» **Exercise passage**
● ● ● ● ● ● ●

A plan to allow students to return to the classroom was approved during the Newton-Conover City Schools regular meeting on Monday but not without some disagreement.
The plan includes details on how students and teachers will be instructed to maintain social distancing and how transportation will be accomplished.
Students will attend school two days a week and what days they attend will be decided based on bus zones. Sylvia White, director of personnel for the district, said this is so students from the same households can attend school on the same days.
All students will participate in remote learning on Fridays.
John Robinson, public information officer for the school district, said the system continues to receive revisions from the state and district plans will be updated.
The current plan states that administration will designate staff members to check the temperature of everyone as they arrive to school each day. Signs will also be placed throughout the schools including directional signs and marks on the floor reminding students and staff to stay six feet apart.
Visitors will also be limited. Volunteers will not be allowed unless they are essential to the educational process.
Many students will have lunch in classrooms as it would be difficult to manage so many students in the cafeteria while following social distancing guidelines, Superintendent Aron Gabriel said during the meeting.
Any activities that involve large groups of people will be discontinued. This includes assemblies and in-person field trips.
The plan also includes guidelines for sanitation. Classrooms will be sanitized multiple times including between classes.
Before the school board voted to approve the plan, board member Jim Stockner said he disagreed with approving a plan until all questions have been answered.
Stockner shared a list of questions asked by an anonymous teacher. Many of the questions revolved around how teachers would protect themselves and students. Stockner said the teacher also wanted to know how the district will help teachers if they come in contact with the virus.
“As far as I’m concerned as a board member, if we do this, put these kids back into schools, we can’t guarantee their safety from (COVID-19),” he said. “Until I can answer all of these questions that these teachers thoughtfully put together, I can’t vote to do this."
Stockner said he might like to see the district continue virtual learning for a while until they can work out more plans and see where the virus numbers will be a little more in the future.

● ● ● ● ● ● ●

» **Recorded information**
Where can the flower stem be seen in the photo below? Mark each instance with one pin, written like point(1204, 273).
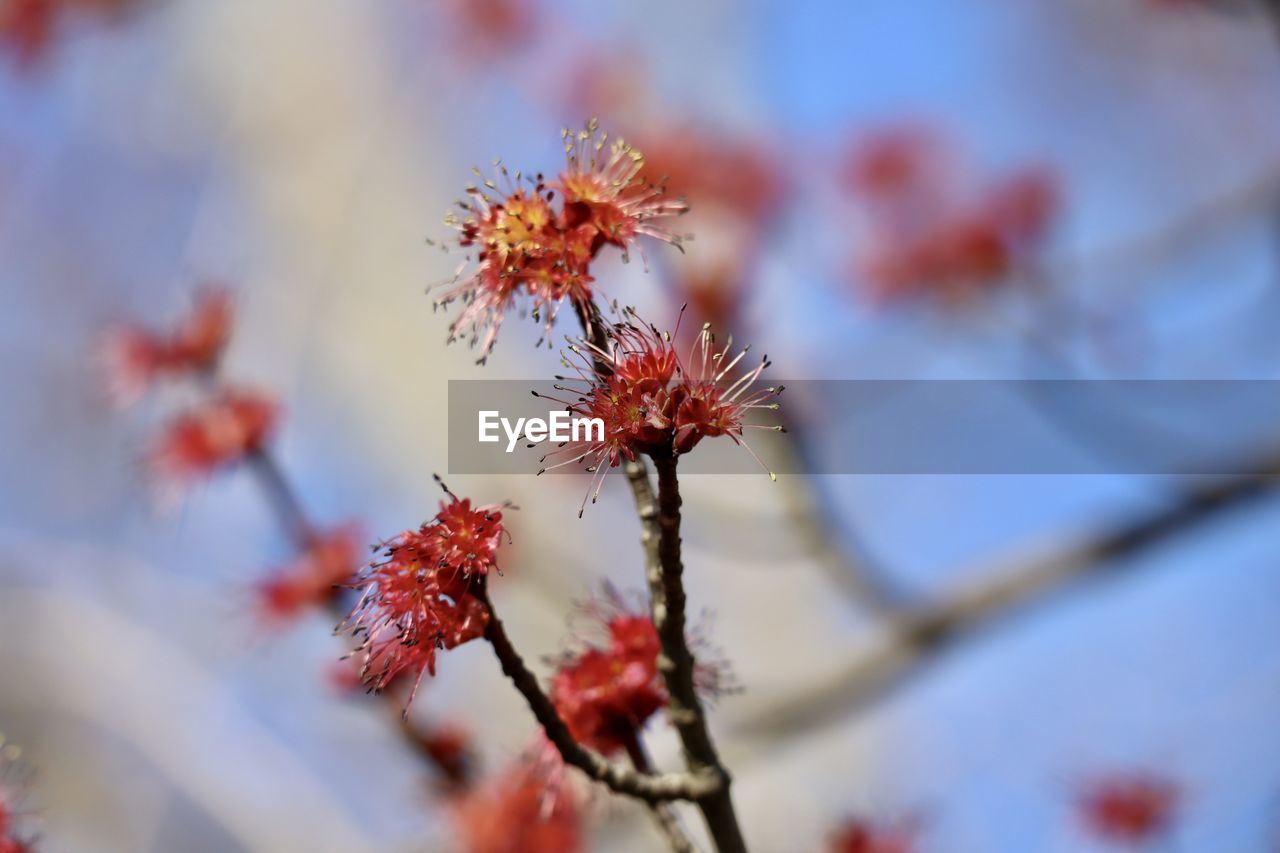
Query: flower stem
point(664, 813)
point(677, 665)
point(622, 780)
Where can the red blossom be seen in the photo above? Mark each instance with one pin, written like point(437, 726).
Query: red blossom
point(138, 357)
point(652, 401)
point(927, 231)
point(517, 812)
point(214, 434)
point(328, 562)
point(865, 836)
point(1130, 808)
point(607, 692)
point(904, 162)
point(449, 748)
point(417, 598)
point(528, 249)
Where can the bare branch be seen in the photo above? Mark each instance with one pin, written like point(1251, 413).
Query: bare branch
point(912, 641)
point(663, 813)
point(677, 666)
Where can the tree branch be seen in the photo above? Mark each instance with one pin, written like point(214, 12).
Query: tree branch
point(677, 665)
point(622, 780)
point(914, 639)
point(663, 813)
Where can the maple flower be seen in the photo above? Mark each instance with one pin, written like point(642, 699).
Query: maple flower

● ● ● ● ● ● ●

» **Problems to solve**
A) Reproduce the part of the school reopening article that begins at the words "Students will attend" and stops after the words "will be updated.".
B) Go on with the school reopening article from its last sentence.
The records are apart from the school reopening article and have nothing to do with it.

» **Answers given**
A)
Students will attend school two days a week and what days they attend will be decided based on bus zones. Sylvia White, director of personnel for the district, said this is so students from the same households can attend school on the same days.
All students will participate in remote learning on Fridays.
John Robinson, public information officer for the school district, said the system continues to receive revisions from the state and district plans will be updated.

B)
“It’s almost asking them to go into a war zone, their kids, too,” Stockner said. “They'd be better off in a classroom, learning-wise, I know that. But health-wise, I don’t know if that’s true.”
Board member Mark Pennell said he agreed with Stockner. “It’s only a matter of time before one of our teachers will get (the virus),” he said.
“I hope we will all pledge to go the funerals,” Stockner said. “Heaven forbid there are any.”
Board member Phil Heath gave another perspective, “My kids missed half of a school year basically already,” he said. “And now you’re proposing at least another half. How far are we putting these kids behind?”
“How many are you going to kill in the process, Phil?” Stockner replied.
“I’m not killing anybody,” Heath said. “We put kids on the bus every day and we have bus accidents that kill kids. Should we stop doing that?”
Pennell said he has a daughter entering her senior year in high school and doesn’t want her to miss out on the senior year moments, “… but I’m not going to put her in a situation that may end with her senior year.”
Heath reminded his fellow board members that they will give students and parents the option to continue remote learning full-time. “The state has put nobody in a good position,” Heath added.
Robbie Gonzales, Tim Hayes, Jeanne Jarrett and Heath voted to approve the district’s plan to reopen school. Stockner and Pennell voted no.
Hickory Public Schools also announced their re-entry plans and will continue remote learning until September.
Hickory students will continue remote learning for the first four weeks of school starting on Aug. 17, according to an announcement on the school district’s website.